Rows from a dataset:
++++++

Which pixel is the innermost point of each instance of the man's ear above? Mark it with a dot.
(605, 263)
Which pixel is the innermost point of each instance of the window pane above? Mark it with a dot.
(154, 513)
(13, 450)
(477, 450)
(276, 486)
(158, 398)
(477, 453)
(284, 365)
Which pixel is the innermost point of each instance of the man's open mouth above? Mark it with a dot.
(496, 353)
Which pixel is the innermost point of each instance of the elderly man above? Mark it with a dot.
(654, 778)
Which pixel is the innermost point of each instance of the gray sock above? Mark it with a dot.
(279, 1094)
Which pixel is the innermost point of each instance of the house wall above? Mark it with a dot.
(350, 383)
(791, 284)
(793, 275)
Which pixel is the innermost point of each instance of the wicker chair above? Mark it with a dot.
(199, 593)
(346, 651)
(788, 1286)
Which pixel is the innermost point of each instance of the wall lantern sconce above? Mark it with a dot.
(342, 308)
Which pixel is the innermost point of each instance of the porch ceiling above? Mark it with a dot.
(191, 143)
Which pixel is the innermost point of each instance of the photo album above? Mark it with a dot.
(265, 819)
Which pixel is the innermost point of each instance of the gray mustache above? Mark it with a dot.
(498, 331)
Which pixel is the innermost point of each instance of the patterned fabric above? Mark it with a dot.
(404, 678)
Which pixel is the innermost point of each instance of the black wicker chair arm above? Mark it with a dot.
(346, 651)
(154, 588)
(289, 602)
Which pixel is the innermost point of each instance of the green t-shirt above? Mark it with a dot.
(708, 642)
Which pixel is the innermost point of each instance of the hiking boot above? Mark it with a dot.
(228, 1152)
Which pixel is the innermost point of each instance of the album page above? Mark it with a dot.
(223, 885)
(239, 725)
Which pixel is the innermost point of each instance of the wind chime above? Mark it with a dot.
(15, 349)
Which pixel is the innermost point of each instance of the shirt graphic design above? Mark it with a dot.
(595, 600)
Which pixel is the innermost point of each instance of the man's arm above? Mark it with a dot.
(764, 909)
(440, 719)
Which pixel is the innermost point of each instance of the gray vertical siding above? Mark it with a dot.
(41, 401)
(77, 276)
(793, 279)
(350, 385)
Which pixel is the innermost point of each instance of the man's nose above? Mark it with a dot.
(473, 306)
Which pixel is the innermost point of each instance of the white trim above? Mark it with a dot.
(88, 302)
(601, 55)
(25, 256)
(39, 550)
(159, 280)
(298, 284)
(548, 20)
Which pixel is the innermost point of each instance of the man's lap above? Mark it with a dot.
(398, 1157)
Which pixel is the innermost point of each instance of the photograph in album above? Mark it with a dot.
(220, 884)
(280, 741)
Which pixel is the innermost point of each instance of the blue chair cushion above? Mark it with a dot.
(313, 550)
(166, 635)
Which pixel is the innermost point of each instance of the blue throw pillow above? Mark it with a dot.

++++++

- **WHAT THE TASK ASKS**
Please replace "innermost point" with "center point" in the lines starting at the one that contains "photo album above? Mark it with a dot." and ending at the last line, then give those lines again with nothing else changed.

- **SOLVED PROBLEM**
Which pixel is the center point of each instance of the photo album above? Mark it with a dot.
(265, 819)
Which pixel is the center point of each instance of the gray mustache above? Mark it with a dot.
(498, 331)
Which pixel is the center point of each instance of the patterned fabric above? Mark it with a dot.
(404, 678)
Which pixel is the center point of each instance of the black wicker chair arm above? Mark it with a dot.
(346, 651)
(154, 588)
(289, 602)
Which pixel is the center point of each instance of the green t-shirt above? Mark it with a dot.
(708, 642)
Which pixel is the center point of each instance of the hiking boot above? Mark it with a dot.
(228, 1152)
Which pixel is the center point of each instance of the album page above? Mark it with a dot.
(223, 885)
(239, 725)
Which pixel is the center point of each instance of the wind chime above? Mark it with a dot.
(15, 349)
Which pixel is the center point of each instance of the shirt graphic design above? Mark it with a dot.
(595, 600)
Which pixel is the center point of each instance of the man's arm above? Mark it with a dot.
(764, 909)
(440, 719)
Which pixel is the center point of each instance of the gray vertical siding above? Mark it with a dot.
(41, 401)
(77, 276)
(793, 279)
(350, 385)
Which pixel is the center point of each instance of the man's nose above? Mark it with a dot.
(473, 306)
Which pixel is the center point of each instance of the white trim above? Mark it with a dot.
(88, 302)
(601, 55)
(25, 256)
(39, 550)
(159, 280)
(298, 284)
(548, 20)
Which pixel is the center point of each instance of the man's lap above? Mark it with a dot.
(398, 1157)
Which pixel is the center point of each instance of the photograph in album above? Mark it with a dot.
(220, 884)
(280, 741)
Which pixel is the center point of each instance of the blue chair cushion above? Mark it with a dot.
(313, 550)
(166, 635)
Which pixel is the center point of each instance of the blue throw pillow above? Mark it with a dot.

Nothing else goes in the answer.